§ **RECORDS FOR THE TASK**:
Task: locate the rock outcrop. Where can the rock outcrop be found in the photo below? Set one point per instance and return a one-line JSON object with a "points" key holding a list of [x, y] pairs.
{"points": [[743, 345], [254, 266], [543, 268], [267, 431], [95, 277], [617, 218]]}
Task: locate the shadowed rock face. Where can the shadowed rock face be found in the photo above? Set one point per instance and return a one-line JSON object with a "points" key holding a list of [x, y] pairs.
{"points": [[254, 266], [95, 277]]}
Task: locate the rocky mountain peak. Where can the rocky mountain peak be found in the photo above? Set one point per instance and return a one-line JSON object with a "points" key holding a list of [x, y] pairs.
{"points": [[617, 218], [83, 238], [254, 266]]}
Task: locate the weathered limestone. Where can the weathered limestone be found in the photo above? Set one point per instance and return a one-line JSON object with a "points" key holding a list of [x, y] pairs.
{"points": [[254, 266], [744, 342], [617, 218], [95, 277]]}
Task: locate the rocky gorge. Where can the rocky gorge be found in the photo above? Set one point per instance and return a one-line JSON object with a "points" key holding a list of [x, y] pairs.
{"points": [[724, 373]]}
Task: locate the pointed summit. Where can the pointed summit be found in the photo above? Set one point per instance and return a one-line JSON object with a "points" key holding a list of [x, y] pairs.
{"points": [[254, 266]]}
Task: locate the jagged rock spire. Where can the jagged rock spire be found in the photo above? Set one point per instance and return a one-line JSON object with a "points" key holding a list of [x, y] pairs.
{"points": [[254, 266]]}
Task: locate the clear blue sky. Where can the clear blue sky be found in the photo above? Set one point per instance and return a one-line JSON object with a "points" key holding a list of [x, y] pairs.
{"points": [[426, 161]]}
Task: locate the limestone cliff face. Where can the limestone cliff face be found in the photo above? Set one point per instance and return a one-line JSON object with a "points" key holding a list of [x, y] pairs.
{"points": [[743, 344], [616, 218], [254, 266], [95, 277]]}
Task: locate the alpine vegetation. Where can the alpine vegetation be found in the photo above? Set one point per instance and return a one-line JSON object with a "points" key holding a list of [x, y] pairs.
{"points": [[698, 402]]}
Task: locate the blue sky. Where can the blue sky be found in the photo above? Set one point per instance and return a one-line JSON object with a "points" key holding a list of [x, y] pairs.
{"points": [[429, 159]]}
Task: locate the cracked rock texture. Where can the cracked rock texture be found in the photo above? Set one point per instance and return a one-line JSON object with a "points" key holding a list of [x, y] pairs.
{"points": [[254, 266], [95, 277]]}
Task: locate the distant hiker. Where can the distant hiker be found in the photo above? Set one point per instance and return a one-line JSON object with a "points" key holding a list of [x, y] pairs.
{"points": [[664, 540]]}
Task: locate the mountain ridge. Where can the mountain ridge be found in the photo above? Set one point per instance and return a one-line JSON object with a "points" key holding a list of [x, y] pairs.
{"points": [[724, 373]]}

§ **EXERCISE PROMPT**:
Could you reproduce every record exactly as it appears?

§ **WRITTEN RESPONSE**:
Task: locate the rock outcrop. Where can the rock outcrop be found in the photo below? Set one point per instance and return a one-line JSON object with a "points" key holding a list of [x, y] pairs.
{"points": [[743, 345], [254, 266], [543, 268], [267, 431], [95, 277], [617, 218]]}
Task: locate the shadowed rock face. Where can the shadowed rock face be found in the photo above? Set one point per instance and return a one-line JSON object with a "points" key holding a list of [x, y] pairs.
{"points": [[254, 266], [95, 277]]}
Task: locate the rocky mountain peak. Where can the rocky mountain peak be found in the photo above? Set one point per instance and return a one-line JSON object with a "points" key holding a list of [x, y] pairs.
{"points": [[617, 218], [83, 238], [254, 266]]}
Task: locate the weathered limestone. Where can the weathered limestone be found in the photo above? Set one point per instance and return a one-line JSON object with a "points" key holding a list of [x, y] pairs.
{"points": [[254, 266], [744, 342], [617, 218], [95, 277]]}
Task: locate the rocky gorge. Where can the rocky gorge be found in the photo above? Set one point per instance and return a one-line JSON object with a "points" key holding a list of [x, y] pairs.
{"points": [[724, 373]]}
Task: locate the pointed summit. Where can the pointed summit be found in the photo above? Set one point per instance and return a one-line JSON object with a "points" key holding a list of [x, y] pairs.
{"points": [[254, 266]]}
Task: locate the jagged rock spire. Where can the jagged rock spire be found in the photo above? Set one point per instance and return a one-line JSON object with a "points" key holding a list of [x, y] pairs.
{"points": [[254, 266]]}
Task: locate the clear blue sky. Where can the clear blue sky be found in the photo above? Set one point per instance and return a one-line JSON object with a "points" key holding a list of [x, y] pairs.
{"points": [[426, 161]]}
Task: locate the limestone cliff face. Where can the limestone cliff face be found in the photo above? Set one point per instance and return a one-line JSON object with a "points" key holding a list of [x, y] pairs.
{"points": [[743, 344], [616, 218], [254, 266], [95, 277]]}
Task: locate the alpine vegetation. Where can the alpine vegetation be found in the photo above? Set one point per instance and return a one-line JSON object with a "points" key holding a list of [x, y] pairs.
{"points": [[698, 402]]}
Task: locate the blue sky. Where can the blue sky be found in the photo above? Set one point per instance and return a one-line JSON object with a "points" key holding a list of [x, y] pairs.
{"points": [[429, 159]]}
Task: locate the cracked rock texture. Where can the cracked rock texture be found in the photo above? Set one point per instance and return a one-line JSON object with a "points" key holding a list of [x, y] pairs.
{"points": [[254, 266], [95, 277]]}
Task: locate the distant hiker. Where can the distant hiker be found in the photo above? Set one point per instance and return a one-line JSON object with a "points" key holding a list of [x, y] pairs.
{"points": [[664, 540]]}
Task: locate the mountain ridge. Where can the mountain ridge be found in the photo above? Set one point per instance and return a one-line JSON object with a "points" key holding a list of [x, y] pairs.
{"points": [[724, 373]]}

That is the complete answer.